##### Given passage #####
From: Bastian Beischer
Subject: Re: RCS, again: another removed functionality: undo last-checkin
Date: Mon, 21 Sep 2015 12:21:57 +0200

Dear all,

I'm not an emacs developer but I'd like to jump in:

As you may know, in git, when a commit is made it consists of these things:

- A complete of snapshot of the file structure of the entire repository and all file contents
- The commit message, commit time + author time, commiting person
- The SHA1 identifier of the previous commit(s) (there can be multiple in case of a merge commit)

All of these things enter into the SHA1 identifier of the commit! git has the tools to change any of the above a posteriori, but it's vital to understand that any such modification, even if it's just a typo in the commit message will modify the SHA1 of the commit. The old commit with it's identifier still exists, but it's 'dangling' i.e. it's typically not part of the local branch you are working in any more.

Any references to the old identifier of the commit become invalid at that point!

As long as any such discarded commit was not pushed to a public repository, it's generally considered fine to do these modifications to your liking.

However, once a commit is pushed out to a public place the situation changes. People may be using the old ID to refer to that specific commit, whether you know it or not.

Then, whether you want to allow 'rewriting history' depends entirely on the conventions in your project - there's no general rule. In emacs you may say it's OK, even recommened, to modify the staging branch a posteriori in case a mistake was made. Therefore, it's in general impossible to do the right thing without knowing the project policy.

In case rewriting history is not possible or wanted, git revert is there to help you: It simply creates a new commit which applies the reverse patch with an appropriate commit messate, that's all.

I urge you to read these:

- http://git-scm.com/book/en/v2/Git-Internals-Git-References
- man git rebase (section "RECOVERING FROM UPSTREAM REBASE")
- man git tag (section "DISCUSSION - On Re-tagging")

Best
Bastian


On Mon, Sep 21, 2015 at 11:42 AM, Eli Zaretskii <address@hidden> wrote:
> From: David Kastrup <address@hidden>
> Cc: address@hiddenaddress@hiddenaddress@hidden
> Date: Mon, 21 Sep 2015 10:58:22 +0200
>
> >> > OK, but what would you do instead, then, in the case where the commit
> >> > is on "staged", but not yet on master?
#####
▶ [Your tasks]
- a) According to the email, what happens to any references to a commit's old identifier once the commit is modified?
- b) Please update the email from "Then, whether you" up to and including "messate, that's all.", replacing "staging branch" with "master branch".
##### Stored rows #####
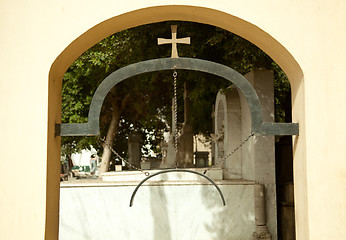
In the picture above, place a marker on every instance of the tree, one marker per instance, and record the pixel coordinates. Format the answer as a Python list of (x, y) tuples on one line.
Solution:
[(139, 104)]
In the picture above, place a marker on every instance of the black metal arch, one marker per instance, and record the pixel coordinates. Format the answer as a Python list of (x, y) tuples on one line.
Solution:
[(177, 170), (257, 125)]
#####
▶ [Solutions per task]
- a) They become invalid.

- b)
Then, whether you want to allow 'rewriting history' depends entirely on the conventions in your project - there's no general rule. In emacs you may say it's OK, even recommened, to modify the master branch a posteriori in case a mistake was made. Therefore, it's in general impossible to do the right thing without knowing the project policy.

In case rewriting history is not possible or wanted, git revert is there to help you: It simply creates a new commit which applies the reverse patch with an appropriate commit messate, that's all.